Listed records:
################

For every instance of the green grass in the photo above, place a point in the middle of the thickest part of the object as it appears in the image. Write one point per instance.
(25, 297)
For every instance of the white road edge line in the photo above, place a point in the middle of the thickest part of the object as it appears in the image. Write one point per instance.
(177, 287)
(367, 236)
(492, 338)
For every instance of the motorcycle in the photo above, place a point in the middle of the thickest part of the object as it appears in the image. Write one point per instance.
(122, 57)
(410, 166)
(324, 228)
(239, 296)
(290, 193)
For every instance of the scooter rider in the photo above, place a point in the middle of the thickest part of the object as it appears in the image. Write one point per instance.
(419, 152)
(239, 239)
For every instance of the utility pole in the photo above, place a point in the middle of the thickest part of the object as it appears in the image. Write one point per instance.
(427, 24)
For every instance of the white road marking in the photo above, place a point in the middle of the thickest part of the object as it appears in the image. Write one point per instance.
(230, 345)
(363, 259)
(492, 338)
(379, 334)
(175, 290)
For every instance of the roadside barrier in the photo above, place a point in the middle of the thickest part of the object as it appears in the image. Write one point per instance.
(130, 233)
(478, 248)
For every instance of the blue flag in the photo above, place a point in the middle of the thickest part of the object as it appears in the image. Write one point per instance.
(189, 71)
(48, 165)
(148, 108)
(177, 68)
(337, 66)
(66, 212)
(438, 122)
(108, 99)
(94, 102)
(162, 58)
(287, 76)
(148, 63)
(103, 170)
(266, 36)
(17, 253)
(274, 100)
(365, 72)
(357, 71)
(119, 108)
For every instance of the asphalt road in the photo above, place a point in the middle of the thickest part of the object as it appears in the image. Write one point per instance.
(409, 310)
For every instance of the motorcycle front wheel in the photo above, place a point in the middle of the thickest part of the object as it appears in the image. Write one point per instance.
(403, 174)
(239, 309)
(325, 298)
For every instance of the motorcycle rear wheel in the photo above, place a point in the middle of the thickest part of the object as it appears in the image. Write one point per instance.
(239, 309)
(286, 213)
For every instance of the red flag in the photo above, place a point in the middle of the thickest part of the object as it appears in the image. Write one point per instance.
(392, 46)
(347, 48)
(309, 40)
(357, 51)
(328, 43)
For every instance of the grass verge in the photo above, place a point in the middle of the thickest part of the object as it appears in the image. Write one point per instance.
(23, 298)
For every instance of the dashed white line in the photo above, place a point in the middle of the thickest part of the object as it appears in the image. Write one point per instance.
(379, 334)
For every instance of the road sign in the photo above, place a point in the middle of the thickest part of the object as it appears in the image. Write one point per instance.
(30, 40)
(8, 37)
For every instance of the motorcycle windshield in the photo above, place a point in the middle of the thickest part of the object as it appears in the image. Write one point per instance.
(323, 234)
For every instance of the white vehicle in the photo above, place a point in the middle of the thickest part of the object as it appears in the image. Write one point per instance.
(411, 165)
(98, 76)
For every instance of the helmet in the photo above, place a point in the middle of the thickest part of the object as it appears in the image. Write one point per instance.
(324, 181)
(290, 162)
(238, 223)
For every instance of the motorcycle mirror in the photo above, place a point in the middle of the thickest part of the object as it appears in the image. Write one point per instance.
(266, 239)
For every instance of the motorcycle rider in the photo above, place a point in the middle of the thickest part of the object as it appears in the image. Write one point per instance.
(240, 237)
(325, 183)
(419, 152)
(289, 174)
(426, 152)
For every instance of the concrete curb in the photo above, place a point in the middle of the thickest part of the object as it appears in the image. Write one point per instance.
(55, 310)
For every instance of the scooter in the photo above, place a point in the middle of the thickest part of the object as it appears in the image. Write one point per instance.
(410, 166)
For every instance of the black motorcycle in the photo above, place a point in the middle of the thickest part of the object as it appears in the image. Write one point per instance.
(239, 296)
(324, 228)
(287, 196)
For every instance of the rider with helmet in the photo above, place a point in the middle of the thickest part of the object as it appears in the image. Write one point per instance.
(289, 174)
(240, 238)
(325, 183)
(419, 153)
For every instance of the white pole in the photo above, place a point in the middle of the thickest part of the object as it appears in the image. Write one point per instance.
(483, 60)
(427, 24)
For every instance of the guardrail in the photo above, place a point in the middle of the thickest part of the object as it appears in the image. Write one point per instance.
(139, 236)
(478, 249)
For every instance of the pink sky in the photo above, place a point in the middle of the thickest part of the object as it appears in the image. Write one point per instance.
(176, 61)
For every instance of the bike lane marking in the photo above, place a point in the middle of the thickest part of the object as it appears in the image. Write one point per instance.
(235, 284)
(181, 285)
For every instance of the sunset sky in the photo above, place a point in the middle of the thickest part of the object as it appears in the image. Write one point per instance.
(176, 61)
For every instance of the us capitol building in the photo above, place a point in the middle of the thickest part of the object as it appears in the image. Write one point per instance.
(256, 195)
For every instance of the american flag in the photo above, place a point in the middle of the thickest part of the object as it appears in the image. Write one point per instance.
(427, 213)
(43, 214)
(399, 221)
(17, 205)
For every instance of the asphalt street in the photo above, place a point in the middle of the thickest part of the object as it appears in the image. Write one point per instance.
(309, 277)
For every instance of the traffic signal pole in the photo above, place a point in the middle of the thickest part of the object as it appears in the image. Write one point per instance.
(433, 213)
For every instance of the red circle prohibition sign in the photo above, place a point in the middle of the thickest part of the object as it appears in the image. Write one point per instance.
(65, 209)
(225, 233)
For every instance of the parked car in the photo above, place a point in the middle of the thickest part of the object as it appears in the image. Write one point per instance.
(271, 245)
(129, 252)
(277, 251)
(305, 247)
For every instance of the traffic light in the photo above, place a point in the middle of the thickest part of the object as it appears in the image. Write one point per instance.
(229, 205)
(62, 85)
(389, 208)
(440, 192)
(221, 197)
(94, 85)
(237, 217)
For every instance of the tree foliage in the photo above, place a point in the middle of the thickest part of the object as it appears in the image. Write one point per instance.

################

Written request: Rewrite the entries from the line containing "For every instance of the traffic signal" through the final line of the entries, with both ends included and the requests kept unchanged, rescaling every point coordinate in the answers by a factor of 2.45 and rounding each to a whole number, with halves rounded up. Output only those lines.

Exercise solution:
For every instance of the traffic signal pole in the photo above, place a point in the middle of the thickest part of the object as it appears in the image. Write one point per instance.
(1061, 522)
For every instance of the red circle prohibition sign in the photo above, place a point in the middle of the thickest part of the object as it appears in the image. Write one point per instance.
(159, 512)
(551, 571)
For every instance of the parked car in the photo above, place a point in the middle of the thickest part of the object as it appears in the image. Write one point per instance.
(664, 600)
(316, 617)
(679, 615)
(747, 605)
For every instance of the traffic light in the photo above, place a point in the middle of the thickest part of the object as it appears in the image. Write one point per instance.
(561, 502)
(152, 208)
(953, 510)
(1078, 470)
(541, 483)
(230, 208)
(581, 532)
For every instance of the tree foliage in the photo above, place a point in the middle of the thickest part of the object as it appears in the image. Write one point per instance.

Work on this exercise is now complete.